Despite the achievements of SSL models in various speech tasks, there are only limited research and analysis about SSL models and their representations. All previous works focus mainly on the performance of different layers or types of models [16, 17, 18, 19]. There is currently no research on how the SSL model stores such complex speech information in representations. In this work, we choose speaker information as the entry point to demystify the SSL model. Instead of layer-wise analysis like in previous works, we propose to analyze the speaker information through the position of the waveform. The way SSL models store speech information into different parts of an utterance hasn’t been studied well. We hypothesize that the SSL model may keep different types of information in different positions, helping the model better disentangle and store various speech information.

We adopt Speaker Identification (SID) task to measure speaker information in the representations. We first find that SSL model tends to store speaker information in the last fragment, which contains more silence. We then further analyze the relationship between the percentage of silence and SID accuracy. To our surprise, the amount of silence in utterances is highly correlated with accuracy on the SID task, which means that silence has some relationship with speaker information for the SSL model. To get more evidence, we add silence in utterances, split them into fragments, and use only one fragment to train the SID task at a time. We find that the fragment corresponding to the silence part can get the highest score among all fragments. Besides, we can get better accuracy in the SID task by simply adding silence during training. All the evidence points out that silence will help the SSL model store speaker information. To the best of our knowledge, this is the first work using position information to analyze the representation characteristic of the SSL model in speech and explore the storage mechanism of the SSL model.

Refer to caption — Figure 1: (a) Experiment structure in Section 3 and Section 4.2. The dotted square represent the silence fragment, which is added only in Section 4.2. The input of the downstream model is the weighted sum of the HuBERT representations. (b) Experiment structure in Section 4.3. The downstream model takes only one fragment as input at a time.

2 RELATED WORK

According to the success of the SSL model in recent years, there are more and more papers trying to analyze the key to the success of the SSL model. However, the current papers which analyze the SSL model mainly focus on the text field [20, 21, 22, 23, 24, 25, 26]. For example, [27] analyzes how attention maps in BERT process linguistic knowledge. As for [28], this paper focuses on how the SSL model learned the language information during the training process. There are still seldom papers contributing to the study of the SSL model in the speech field.

There are two research directions in the limited papers for analysis of the speech SSL model. The first direction is comparing speech SSL models by training criteria. [16] shows that training criteria have a high relationship with the performance of downstream tasks. The second direction is to study the SSL model from the perspective of content. For example, [17] uses Canonical Correlation Analysis (CCA) to investigate which information is encoded by each layer of the SSL model. Inspired by these prior works, we want to explore the logic behind the SSL model. However, unlike previous works, we mainly focus on investigating how the information is stored in representations of the SSL model and how the input waveform will cooperate with the SSL model.

Material provided:
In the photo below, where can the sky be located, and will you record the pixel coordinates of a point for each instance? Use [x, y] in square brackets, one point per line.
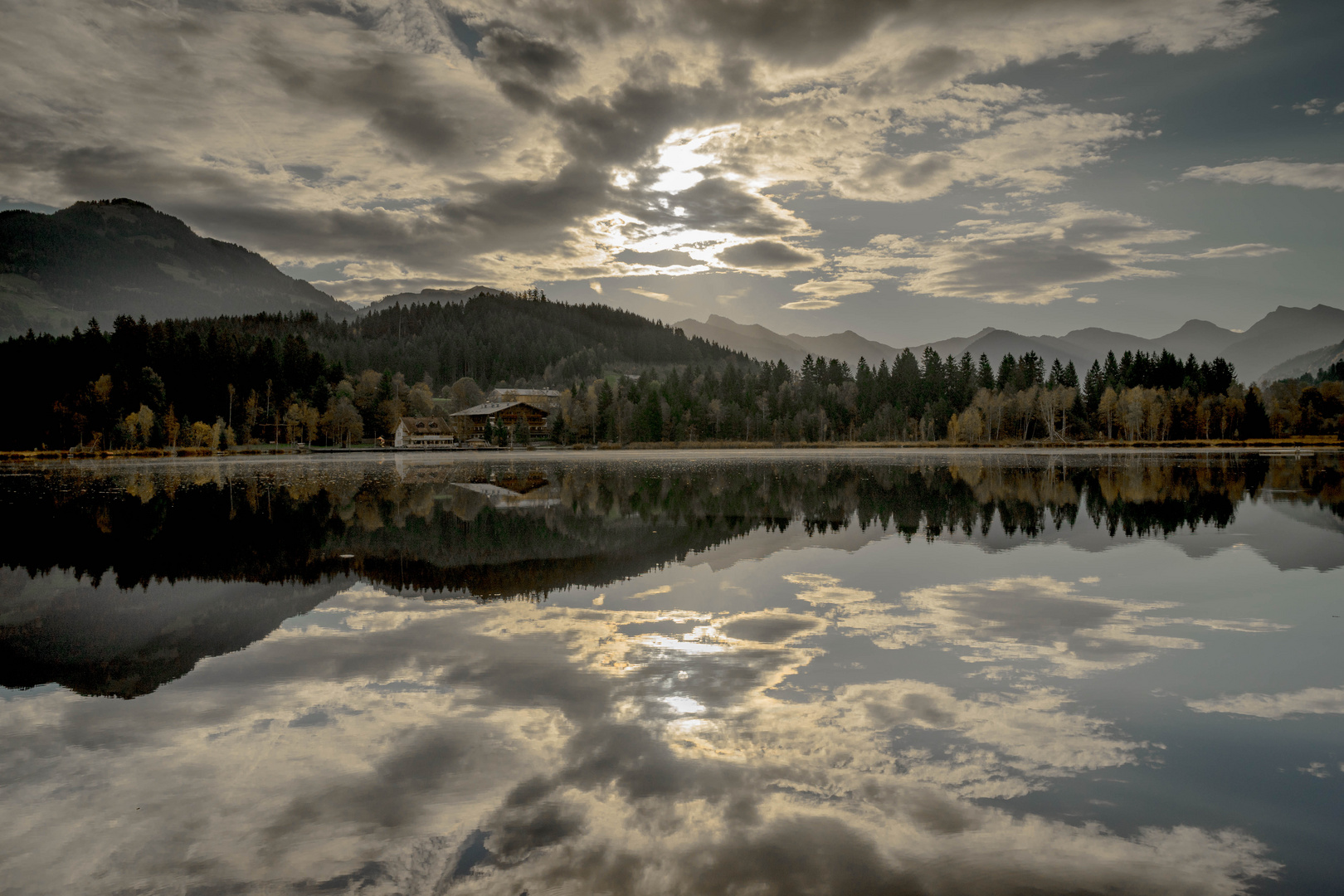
[910, 169]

Exercise instructions:
A) Translate into French the following sentence from the excerpt on self-supervised speech models: "All the evidence points out that silence will help the SSL model store speaker information."
B) In the excerpt on self-supervised speech models, which task do the authors adopt to measure speaker information in the representations?
C) Continue the excerpt on self-supervised speech models from its final sentence.

Set of answers:
A) Tous les éléments indiquent que le silence aidera le modèle SSL à stocker les informations sur le locuteur.

B) The Speaker Identification (SID) task.

C)
3 WHERE IS THE SPEAKER INFORMATION

Some previous works have shown that SSL models tend to store speaker information in the middle layers [18, 19]. However, how the information is stored in different positions within an utterance remains unexplored. In this section, we first analyze the importance of representations from different positions for the SID task.

The setup of the SID task here is modified from SUPERB [15]. We follow the setting in [15] to split the VoxCeleb dataset [29] into training and testing sets. We use HuBERT as the upstream model. Unlike the experiments in the SUPERB benchmark, to analyze each layer, we use a single layer representation instead of the weighted sum of all layers.

In the original setting of the SID task in SUPERB, the downstream model is a pooling layer and a liner layer. Here we modify the pooling layer to further investigate whether SSL models store speaker information in all representations equally. The modified SID process is shown in Figure 1(a). We first equally segment the sequence of representations from a specific layer in the upstream model into 10 fragments. We do mean pooing among the frame-level representations in each fragment to obtain a representation for each fragment $f_{i}$ ( $i=1$ to $10$ ). Then we assign a learnable weight $w_{i}$ to the $i$ -th fragment, which is learned with the downstream model. We multiply the representation of each fragment by the learnable weight, and all the fragment representations are added to obtain a single representation $f$ for the whole utterance:

f=\sum_{i=1}^{10}w_{i}f_{i}

(1)

Such a design allows us to observe whether representations in different positions of an utterance have various contributions to SID. If a specific fragment has a larger weight than the others, we can hypothesize that it is more critical to the SID task.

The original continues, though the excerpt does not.